start Provided material

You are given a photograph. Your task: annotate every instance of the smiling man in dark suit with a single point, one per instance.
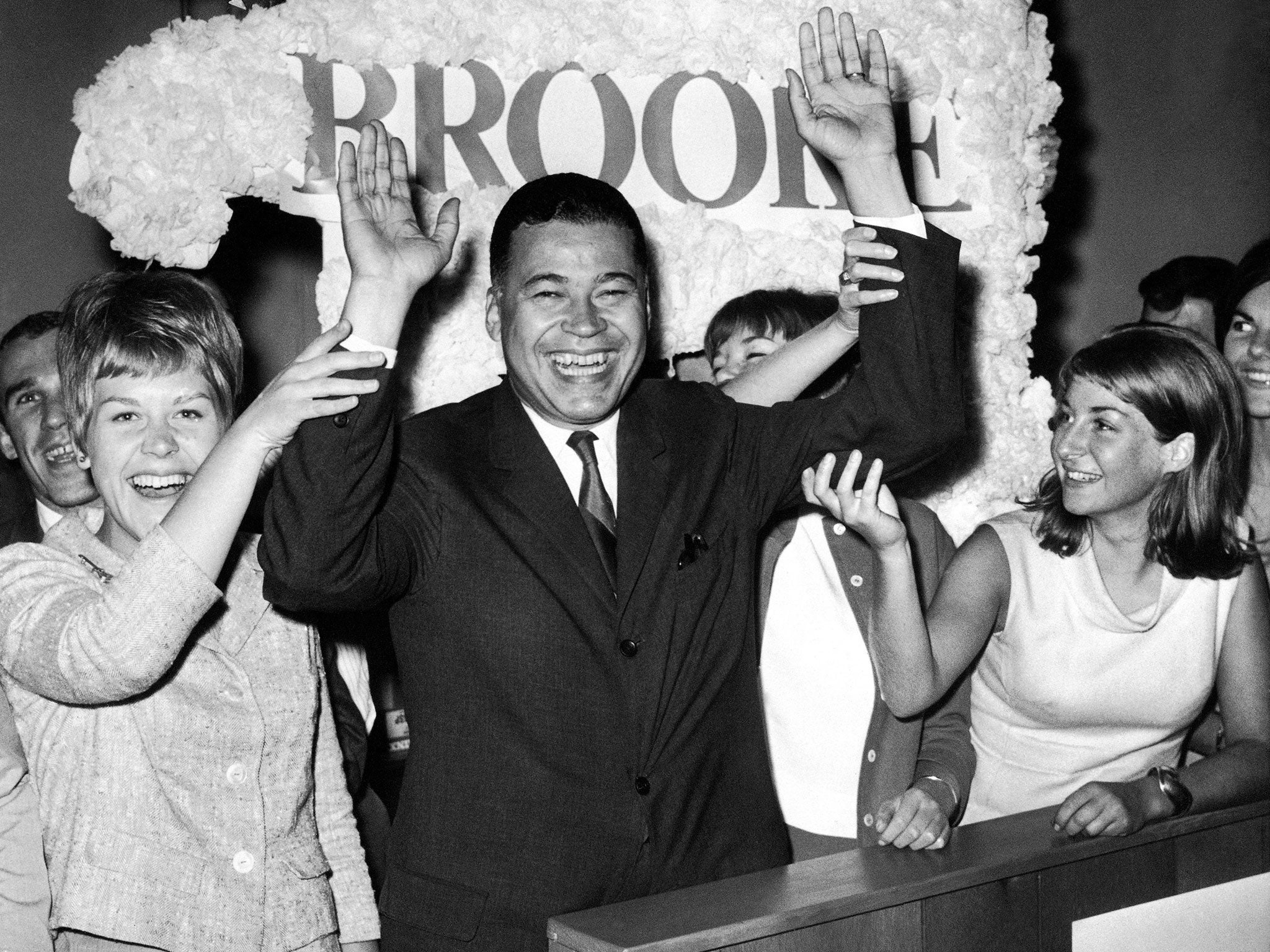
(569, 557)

end Provided material
start Provided material

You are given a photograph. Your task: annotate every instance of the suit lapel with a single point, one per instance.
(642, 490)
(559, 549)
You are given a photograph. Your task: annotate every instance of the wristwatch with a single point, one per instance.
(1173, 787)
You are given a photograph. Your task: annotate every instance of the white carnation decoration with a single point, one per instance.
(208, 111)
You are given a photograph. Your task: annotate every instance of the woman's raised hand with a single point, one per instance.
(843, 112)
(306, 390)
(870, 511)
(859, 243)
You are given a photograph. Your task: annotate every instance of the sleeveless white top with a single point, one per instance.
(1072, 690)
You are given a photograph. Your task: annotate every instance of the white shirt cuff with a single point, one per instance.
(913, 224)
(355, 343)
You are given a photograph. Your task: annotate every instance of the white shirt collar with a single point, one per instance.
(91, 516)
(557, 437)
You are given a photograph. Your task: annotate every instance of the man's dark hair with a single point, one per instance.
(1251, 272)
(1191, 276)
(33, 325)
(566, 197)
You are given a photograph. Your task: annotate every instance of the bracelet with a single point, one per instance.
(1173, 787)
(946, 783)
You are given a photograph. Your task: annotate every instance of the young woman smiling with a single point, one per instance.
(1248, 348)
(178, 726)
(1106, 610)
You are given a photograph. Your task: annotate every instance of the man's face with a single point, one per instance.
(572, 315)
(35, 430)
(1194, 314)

end Provided material
start Provided material

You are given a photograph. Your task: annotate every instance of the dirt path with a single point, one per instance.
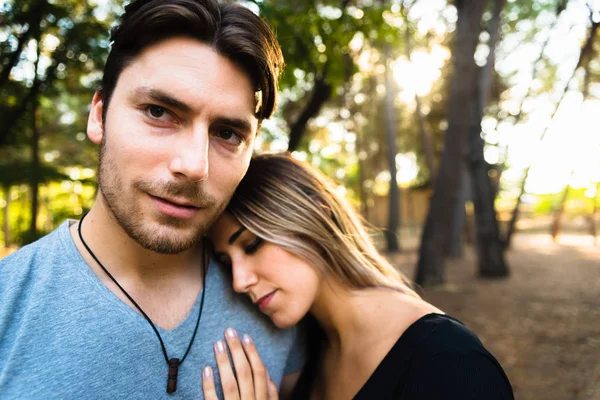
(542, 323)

end Provided material

Task statement: Recast the lines of the records as a Markdown table with the columns Row and Line, numbering each row and omitting blank lines. Start at the line containing "hand with a single point, one per instance." and end at the line containing "(1194, 314)".

Reply:
| Row | Line |
|---|---|
| 1 | You are given a photograph. Your task: annotate every instance of the woman's raised hand with a single point, one per instance. |
| 2 | (843, 112) |
| 3 | (306, 390) |
| 4 | (870, 511) |
| 5 | (859, 243) |
| 6 | You are given a photograph. Your task: annotate every instance of the sleeveless white top with a single point, one per instance. |
| 7 | (1072, 690) |
| 8 | You are given a photograph. Your task: annotate every instance of the white shirt cuff with a single point, one per instance. |
| 9 | (913, 224) |
| 10 | (355, 343) |
| 11 | You are given a photograph. Your task: annotate every instance of the white shirt collar with a single point, one per instance. |
| 12 | (91, 516) |
| 13 | (557, 437) |
| 14 | You are given a photograph. Your task: annotate every instance of the man's dark hair with a single point, one per instance. |
| 15 | (1251, 272) |
| 16 | (1191, 276) |
| 17 | (33, 325) |
| 18 | (566, 197) |
| 19 | You are given a photograph. Your task: annotate every instance of the bracelet with a single point, one per instance. |
| 20 | (1173, 787) |
| 21 | (946, 783) |
| 22 | You are given a photograph. Your task: annotate every instance of the young woman smiling with a single point, one per instance. |
| 23 | (1248, 348) |
| 24 | (178, 726) |
| 25 | (1106, 610) |
| 26 | You are given a photograph. Your task: annotate every instance of the man's face with a single point, one per instance. |
| 27 | (572, 315) |
| 28 | (35, 430) |
| 29 | (1194, 314) |